- **Work request**: Down to the last line, repeat the data below exactly.

- **Exercise data**:
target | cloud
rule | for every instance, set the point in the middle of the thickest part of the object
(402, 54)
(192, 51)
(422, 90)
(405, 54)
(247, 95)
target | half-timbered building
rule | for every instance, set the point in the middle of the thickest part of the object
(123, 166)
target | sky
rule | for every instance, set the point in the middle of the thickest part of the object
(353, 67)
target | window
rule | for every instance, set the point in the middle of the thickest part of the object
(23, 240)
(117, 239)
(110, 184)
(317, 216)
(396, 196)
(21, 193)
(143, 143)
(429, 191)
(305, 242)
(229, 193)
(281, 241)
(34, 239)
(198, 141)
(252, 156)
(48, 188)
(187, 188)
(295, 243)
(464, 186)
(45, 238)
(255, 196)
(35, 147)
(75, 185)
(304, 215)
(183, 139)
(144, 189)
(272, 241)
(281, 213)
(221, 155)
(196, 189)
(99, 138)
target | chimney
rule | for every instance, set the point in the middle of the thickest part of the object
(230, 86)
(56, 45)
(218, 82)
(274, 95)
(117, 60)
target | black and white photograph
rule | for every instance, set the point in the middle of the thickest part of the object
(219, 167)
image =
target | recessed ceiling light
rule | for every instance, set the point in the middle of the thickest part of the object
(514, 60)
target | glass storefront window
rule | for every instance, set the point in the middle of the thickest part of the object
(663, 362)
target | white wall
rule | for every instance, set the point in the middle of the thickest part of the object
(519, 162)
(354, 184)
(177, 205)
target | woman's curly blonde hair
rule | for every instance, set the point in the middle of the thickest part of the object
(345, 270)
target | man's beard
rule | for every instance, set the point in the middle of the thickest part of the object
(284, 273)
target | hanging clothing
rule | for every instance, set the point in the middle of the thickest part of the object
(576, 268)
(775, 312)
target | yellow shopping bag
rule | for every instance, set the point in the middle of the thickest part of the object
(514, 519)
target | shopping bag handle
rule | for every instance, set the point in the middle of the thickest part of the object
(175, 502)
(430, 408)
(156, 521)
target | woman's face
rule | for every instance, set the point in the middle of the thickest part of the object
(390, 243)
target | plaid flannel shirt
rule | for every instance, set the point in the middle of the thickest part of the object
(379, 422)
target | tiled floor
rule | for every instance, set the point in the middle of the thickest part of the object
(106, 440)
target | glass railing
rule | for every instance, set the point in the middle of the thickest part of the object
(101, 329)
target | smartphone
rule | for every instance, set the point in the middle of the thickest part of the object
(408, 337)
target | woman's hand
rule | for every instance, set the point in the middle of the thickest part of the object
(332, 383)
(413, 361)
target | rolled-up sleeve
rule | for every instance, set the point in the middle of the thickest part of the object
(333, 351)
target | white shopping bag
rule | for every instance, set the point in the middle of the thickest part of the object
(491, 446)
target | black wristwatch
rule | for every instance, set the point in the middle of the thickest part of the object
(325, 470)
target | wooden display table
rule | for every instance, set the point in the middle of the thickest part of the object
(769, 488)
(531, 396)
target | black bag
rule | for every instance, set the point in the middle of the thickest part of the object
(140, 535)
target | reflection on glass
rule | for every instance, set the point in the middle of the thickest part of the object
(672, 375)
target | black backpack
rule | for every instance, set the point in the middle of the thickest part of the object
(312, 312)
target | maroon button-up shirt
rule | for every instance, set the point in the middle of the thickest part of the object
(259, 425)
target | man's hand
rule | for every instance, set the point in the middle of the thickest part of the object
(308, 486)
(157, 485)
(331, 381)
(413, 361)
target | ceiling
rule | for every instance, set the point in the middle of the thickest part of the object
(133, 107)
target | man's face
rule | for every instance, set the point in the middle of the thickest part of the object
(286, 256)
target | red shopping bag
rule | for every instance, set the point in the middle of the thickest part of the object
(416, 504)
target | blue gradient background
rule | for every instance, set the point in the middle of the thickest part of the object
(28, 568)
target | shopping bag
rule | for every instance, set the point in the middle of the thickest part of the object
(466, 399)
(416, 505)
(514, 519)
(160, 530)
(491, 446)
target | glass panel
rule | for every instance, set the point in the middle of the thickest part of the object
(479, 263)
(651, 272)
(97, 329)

- **Solution for this task**:
target | cloud
rule | for every instance, set the point in the middle of the thickest part of the object
(402, 54)
(192, 51)
(422, 90)
(405, 54)
(247, 95)
target | half-timbered building
rule | for every instance, set the point in the middle of the thickest part of the object
(123, 166)
target | sky
rule | for every instance, set the point in the middle of the thickest part of the object
(353, 67)
target | window
rule | for every instance, set the point in the middle of the thickest part of the object
(23, 240)
(117, 239)
(110, 184)
(317, 216)
(396, 196)
(21, 193)
(143, 143)
(429, 191)
(305, 242)
(229, 193)
(281, 241)
(34, 239)
(198, 141)
(252, 156)
(48, 188)
(187, 188)
(295, 243)
(464, 186)
(45, 238)
(255, 196)
(35, 147)
(75, 185)
(304, 215)
(183, 139)
(144, 189)
(272, 241)
(281, 213)
(221, 155)
(196, 189)
(99, 138)
target | chimney
rule | for every instance, set the point in the middle of the thickest part of the object
(230, 86)
(56, 45)
(218, 82)
(274, 95)
(117, 60)
target | black and white photograph
rule | for every instance, set the point in the middle of the thickest part of the object
(219, 167)
image =
target | recessed ceiling light
rule | for every instance, set the point in the middle of the thickest part of the object
(514, 60)
target | glass storefront window
rule | for every instance, set the point in the middle of the thickest part of the object
(663, 362)
target | white wall
rule | for every instance, set the point in the middle of the thickest part of the object
(519, 162)
(354, 184)
(177, 205)
target | woman's curly blonde hair
rule | for every instance, set the point in the middle of the thickest part of the object
(345, 270)
target | man's beard
rule | for every instance, set the point in the middle of the thickest part of the object
(284, 273)
target | hanging clothing
rule | for every instance, set the point in the middle of the thickest part of the object
(576, 268)
(775, 312)
target | yellow shopping bag
rule | for every instance, set the point in the middle of the thickest part of the object
(514, 519)
target | shopping bag handle
rule | for every instance, set the point in the middle of the thickest part of the object
(175, 502)
(430, 408)
(156, 521)
target | woman's face
rule | for every instance, set the point in the middle of the thickest part of the object
(390, 243)
target | plaid flannel shirt
rule | for every instance, set the point in the middle of the thickest part of the object
(379, 422)
target | tiled floor
rule | for every instance, set the point in the middle of the thickest part of the object
(106, 440)
target | glass railing
rule | for every instance, set the point in the middle of the thickest part of the object
(101, 329)
target | smartphone
rule | for every instance, set the point in the middle of the thickest part of the object
(408, 337)
target | woman's hand
rule | for every instance, set the point in the middle of the thickest part of the object
(332, 383)
(413, 361)
target | rolled-up sleeve
rule | for every instance, set the point in the middle of the thickest part of the object
(333, 351)
target | white shopping bag
rule | for every instance, set the point in the middle of the thickest part of the object
(491, 446)
target | black wristwatch
rule | for every instance, set the point in the middle of the thickest part of the object
(325, 470)
target | wooden display table
rule | for every instance, set the point in the middle of the thickest part of the object
(769, 488)
(531, 396)
target | black bag
rule | for every instance, set the point in the middle of the thickest part of the object
(140, 535)
target | reflection on glass
rule | for every instance, set the point in the middle of the thickest part of the object
(672, 375)
target | black backpack
rule | for every instance, set the point in the middle of the thickest part of the object
(312, 312)
target | maroon button-up shirt
rule | for every instance, set the point in the middle of the thickest part of the object
(259, 425)
target | man's hand
rule | for every instance, set the point in the middle of the thickest part of the object
(308, 486)
(157, 485)
(331, 381)
(413, 361)
target | ceiling
rule | for every instance, set the point in the middle of the thickest part of the object
(133, 107)
target | man's face
rule | for every instance, set the point in the middle of the thickest part of the object
(286, 256)
target | red shopping bag
rule | for every instance, set the point in the middle of the thickest part of the object
(416, 504)
target | blue gradient background
rule | for every instance, set the point in the middle of the thickest part of the object
(28, 568)
target | shopping bag
rule | for every instance, set the point in the middle of the thickest part of the object
(466, 399)
(416, 505)
(514, 519)
(160, 530)
(491, 446)
target | glass panel
rule | for every instance, set the point in the middle of the thickest part of the object
(479, 263)
(651, 272)
(97, 329)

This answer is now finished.